### MATERIAL SUPPLIED
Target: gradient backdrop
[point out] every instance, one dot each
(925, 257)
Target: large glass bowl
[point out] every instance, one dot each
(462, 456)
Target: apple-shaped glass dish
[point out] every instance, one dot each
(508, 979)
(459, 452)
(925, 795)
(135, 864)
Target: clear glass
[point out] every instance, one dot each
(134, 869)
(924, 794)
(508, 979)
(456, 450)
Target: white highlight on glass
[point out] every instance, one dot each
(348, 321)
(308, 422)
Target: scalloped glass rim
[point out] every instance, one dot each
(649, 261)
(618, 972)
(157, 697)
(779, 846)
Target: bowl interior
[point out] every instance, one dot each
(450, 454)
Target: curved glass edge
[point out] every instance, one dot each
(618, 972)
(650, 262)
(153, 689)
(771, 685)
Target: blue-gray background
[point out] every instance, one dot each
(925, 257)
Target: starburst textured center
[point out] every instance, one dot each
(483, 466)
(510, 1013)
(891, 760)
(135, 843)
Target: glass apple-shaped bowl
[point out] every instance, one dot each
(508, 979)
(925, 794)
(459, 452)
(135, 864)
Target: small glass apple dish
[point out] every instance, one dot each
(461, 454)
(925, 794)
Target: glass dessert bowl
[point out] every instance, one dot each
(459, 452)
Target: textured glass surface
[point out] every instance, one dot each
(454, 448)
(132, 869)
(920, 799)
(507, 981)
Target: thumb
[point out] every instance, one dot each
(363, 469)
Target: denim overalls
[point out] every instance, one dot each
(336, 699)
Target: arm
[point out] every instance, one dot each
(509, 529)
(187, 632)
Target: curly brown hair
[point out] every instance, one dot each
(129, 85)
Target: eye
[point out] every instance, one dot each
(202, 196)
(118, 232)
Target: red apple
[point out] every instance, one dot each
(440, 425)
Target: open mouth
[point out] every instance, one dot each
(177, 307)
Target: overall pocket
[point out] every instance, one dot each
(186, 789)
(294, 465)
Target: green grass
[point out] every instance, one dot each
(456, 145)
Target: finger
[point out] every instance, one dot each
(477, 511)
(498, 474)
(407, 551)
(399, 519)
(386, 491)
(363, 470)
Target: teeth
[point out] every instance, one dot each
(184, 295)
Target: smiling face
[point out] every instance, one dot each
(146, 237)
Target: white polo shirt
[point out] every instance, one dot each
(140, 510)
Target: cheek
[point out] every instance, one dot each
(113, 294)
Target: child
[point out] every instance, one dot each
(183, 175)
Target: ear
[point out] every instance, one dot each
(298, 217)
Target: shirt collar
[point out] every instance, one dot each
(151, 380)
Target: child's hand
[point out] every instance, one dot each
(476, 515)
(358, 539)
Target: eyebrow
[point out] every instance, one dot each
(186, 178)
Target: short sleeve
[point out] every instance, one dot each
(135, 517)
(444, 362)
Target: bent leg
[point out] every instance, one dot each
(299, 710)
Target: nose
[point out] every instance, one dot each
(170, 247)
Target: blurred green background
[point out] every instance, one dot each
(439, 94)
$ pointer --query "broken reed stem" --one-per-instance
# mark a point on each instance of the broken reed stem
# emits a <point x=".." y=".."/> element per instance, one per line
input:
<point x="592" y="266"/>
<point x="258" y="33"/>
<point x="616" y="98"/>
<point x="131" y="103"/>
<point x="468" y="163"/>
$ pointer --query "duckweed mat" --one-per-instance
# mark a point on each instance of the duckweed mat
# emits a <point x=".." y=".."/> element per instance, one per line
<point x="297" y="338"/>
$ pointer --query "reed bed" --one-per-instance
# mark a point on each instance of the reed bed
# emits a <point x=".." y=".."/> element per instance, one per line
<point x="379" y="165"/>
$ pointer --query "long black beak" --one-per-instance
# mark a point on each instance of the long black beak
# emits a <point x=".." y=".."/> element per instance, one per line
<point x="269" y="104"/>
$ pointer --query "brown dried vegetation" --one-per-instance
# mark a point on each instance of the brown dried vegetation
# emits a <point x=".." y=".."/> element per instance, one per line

### WORK REQUIRED
Extract the lines of the preceding material that run from the line with "Target: overall pocket" through the line with "# mark a point on each instance of the reed", inclusive, reproducing them exactly and adding nothing.

### TASK SOLUTION
Target: overall pocket
[point out] every instance, one dot each
(186, 789)
(294, 465)
Target: green grass
[point out] every instance, one dot each
(456, 145)
Target: finger
[point out] every instance, one dot each
(477, 511)
(498, 474)
(407, 551)
(399, 519)
(386, 491)
(363, 470)
Target: teeth
[point out] every instance, one dot each
(184, 295)
Target: smiling face
[point out] every instance, one dot each
(146, 237)
Target: white polo shirt
[point out] every instance, one dot each
(140, 510)
Target: cheek
[point out] every instance, one dot each
(113, 294)
Target: child
[point out] every instance, one dot each
(183, 175)
Target: ear
[point out] every instance, one dot each
(298, 217)
Target: shirt collar
[point out] every instance, one dot each
(151, 380)
Target: child's hand
[point out] every instance, one dot each
(476, 515)
(358, 539)
Target: eyebrow
[point out] every instance, one dot each
(186, 178)
Target: short sleeve
[point out] every instance, one dot each
(135, 517)
(444, 362)
Target: bent leg
[point out] every instance, one dot each
(299, 710)
Target: nose
[point out] every instance, one dot each
(170, 247)
Target: blurred green background
[point out] every instance, one dot each
(439, 94)
$ pointer --query "broken reed stem" --one-per-instance
# mark a point on each instance of the broken reed stem
# emits a <point x=".." y=".."/> element per instance, one per line
input:
<point x="592" y="266"/>
<point x="258" y="33"/>
<point x="616" y="98"/>
<point x="131" y="103"/>
<point x="468" y="163"/>
$ pointer --query "duckweed mat" --one-per-instance
# mark a point on each instance of the duckweed mat
# emits a <point x=".." y=".."/> element per instance, one per line
<point x="297" y="338"/>
$ pointer --query "reed bed" --one-per-instance
# mark a point on each instance of the reed bed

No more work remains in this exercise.